• [What you are asked to do] Nothing but the records themselves, exactly as written and free of pictures, should appear in your response.

• [Records provided]
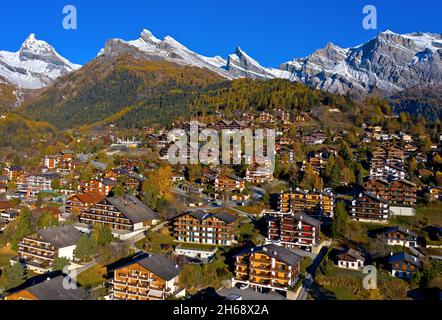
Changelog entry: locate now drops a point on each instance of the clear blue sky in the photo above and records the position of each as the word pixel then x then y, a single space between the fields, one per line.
pixel 271 31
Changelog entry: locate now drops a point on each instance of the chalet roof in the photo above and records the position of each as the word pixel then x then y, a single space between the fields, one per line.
pixel 15 168
pixel 405 257
pixel 109 182
pixel 90 197
pixel 404 182
pixel 225 216
pixel 234 177
pixel 6 205
pixel 39 211
pixel 60 237
pixel 158 264
pixel 306 192
pixel 352 253
pixel 308 219
pixel 132 208
pixel 203 215
pixel 279 253
pixel 53 290
pixel 372 197
pixel 401 230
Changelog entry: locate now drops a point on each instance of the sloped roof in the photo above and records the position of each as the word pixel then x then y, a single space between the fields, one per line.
pixel 352 253
pixel 401 230
pixel 406 257
pixel 203 215
pixel 158 264
pixel 308 219
pixel 132 208
pixel 279 253
pixel 60 237
pixel 53 290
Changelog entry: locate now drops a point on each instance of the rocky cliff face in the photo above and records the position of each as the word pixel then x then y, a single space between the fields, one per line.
pixel 391 62
pixel 34 66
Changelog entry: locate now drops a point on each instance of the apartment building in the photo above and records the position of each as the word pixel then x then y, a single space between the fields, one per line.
pixel 268 267
pixel 316 203
pixel 205 228
pixel 39 250
pixel 369 208
pixel 297 230
pixel 124 215
pixel 78 202
pixel 146 277
pixel 229 183
pixel 398 236
pixel 398 192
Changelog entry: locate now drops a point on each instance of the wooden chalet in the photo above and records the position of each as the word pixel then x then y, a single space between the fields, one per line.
pixel 146 277
pixel 400 192
pixel 267 267
pixel 39 250
pixel 398 236
pixel 350 259
pixel 205 228
pixel 78 202
pixel 404 265
pixel 316 203
pixel 123 215
pixel 297 230
pixel 369 208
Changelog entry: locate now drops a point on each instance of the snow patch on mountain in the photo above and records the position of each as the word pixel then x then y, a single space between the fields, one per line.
pixel 35 65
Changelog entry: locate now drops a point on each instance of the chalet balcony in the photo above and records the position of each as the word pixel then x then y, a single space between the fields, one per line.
pixel 265 267
pixel 262 261
pixel 36 254
pixel 261 275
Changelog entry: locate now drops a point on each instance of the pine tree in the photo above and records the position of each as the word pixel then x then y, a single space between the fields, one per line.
pixel 105 236
pixel 23 228
pixel 87 247
pixel 340 221
pixel 15 275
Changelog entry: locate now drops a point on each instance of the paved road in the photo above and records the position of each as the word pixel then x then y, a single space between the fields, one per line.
pixel 308 281
pixel 85 267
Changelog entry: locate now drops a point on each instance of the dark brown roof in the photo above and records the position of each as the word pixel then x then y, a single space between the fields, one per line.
pixel 279 253
pixel 60 237
pixel 132 208
pixel 158 264
pixel 53 289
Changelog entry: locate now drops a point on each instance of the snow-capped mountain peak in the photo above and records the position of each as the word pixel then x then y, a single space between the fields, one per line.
pixel 147 36
pixel 35 65
pixel 237 65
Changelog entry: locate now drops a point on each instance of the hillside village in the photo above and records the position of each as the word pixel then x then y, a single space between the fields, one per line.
pixel 104 203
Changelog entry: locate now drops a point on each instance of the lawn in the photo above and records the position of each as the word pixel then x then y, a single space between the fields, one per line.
pixel 342 293
pixel 430 215
pixel 6 253
pixel 92 277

• [Your solution]
Changelog entry: locate now drops a point on each instance of the clear blue sky in the photo above and records the position of each as the word pixel then x then y, a single space between the fields, one per line.
pixel 271 31
Changelog entry: locate now drops a point on each instance of the chalet roof in the photo above and records the position of each as the word pixel then x then y, a single space between the fields, one per line.
pixel 15 168
pixel 405 257
pixel 109 182
pixel 90 197
pixel 404 182
pixel 225 216
pixel 234 177
pixel 6 205
pixel 39 211
pixel 60 237
pixel 158 264
pixel 306 192
pixel 352 253
pixel 308 219
pixel 132 208
pixel 203 215
pixel 279 253
pixel 53 290
pixel 372 197
pixel 401 230
Changelog entry: locate now drops a point on each instance of the sloped roof in the photo above and records the position of each as the word pixel then x then y, a single space between the fields, one per line.
pixel 352 253
pixel 401 230
pixel 406 257
pixel 203 215
pixel 158 264
pixel 308 219
pixel 132 208
pixel 279 253
pixel 60 237
pixel 53 290
Changelog entry: locate now drops a point on each instance of the rocky cliff face in the photo above and records the position of each as the word pixel then x then y, a single space between the fields, one per line.
pixel 391 62
pixel 34 66
Changelog entry: locate now drops a point on each instance of the apartment building in the photo above and records the position of each as the word pixel then x then y, a single space between the fields, one per line.
pixel 268 267
pixel 316 203
pixel 205 228
pixel 39 250
pixel 369 208
pixel 297 230
pixel 124 215
pixel 78 202
pixel 146 277
pixel 229 183
pixel 398 236
pixel 398 192
Changelog entry: locate now drops a point on each instance of the wooden chalet in the photo above and records the position of each as the word pixel then x then y, a single space between the fields, one per line.
pixel 146 277
pixel 400 192
pixel 267 267
pixel 39 250
pixel 398 236
pixel 350 259
pixel 205 228
pixel 78 202
pixel 404 265
pixel 316 203
pixel 123 215
pixel 297 230
pixel 369 208
Changelog entry: locate now drops a point on each instance of the snow patch on mountain in the photo above and records the position of each as the word pixel then x then y, a single space between the fields, one per line.
pixel 35 65
Changelog entry: locate now drops a point on each instance of the chalet balcony in the photo above and records the position of each as the word pixel then x then y, a single space between the fields, one per line.
pixel 265 267
pixel 262 261
pixel 36 254
pixel 261 275
Changelog entry: locate now drops a point on each instance of the pine tree in the photo above and records the position of each as the word pixel then x then y, a single space between the fields, one per line.
pixel 105 236
pixel 23 228
pixel 87 247
pixel 340 221
pixel 15 275
Changelog entry: locate now drops a point on each instance of the paved road in the photo above and records the position of each as the word pixel then x then y, a single space between the fields, one per line.
pixel 308 281
pixel 85 267
Changelog entry: locate now drops a point on each instance of the dark brown roof in the photo above and records the position of each as the word pixel then x then y, a single space between the fields, one per line.
pixel 279 253
pixel 60 237
pixel 132 208
pixel 158 264
pixel 53 289
Changelog entry: locate now drops a point on each instance of the snow-capped mountain peak in the photo above and records the position of each as the word pixel then x then y, a single space between the fields, one per line.
pixel 147 36
pixel 35 65
pixel 237 65
Changelog entry: locate now drops a point on each instance of the hillside village in the photo above and records the position of each as the word pixel then x then y, a single space between the fields, one per line.
pixel 104 203
Changelog entry: locate now drops a point on each instance of the lawn in the photo above and records the position of each as the word pixel then x then y, a single space between the fields, one per line.
pixel 342 293
pixel 430 215
pixel 6 253
pixel 92 277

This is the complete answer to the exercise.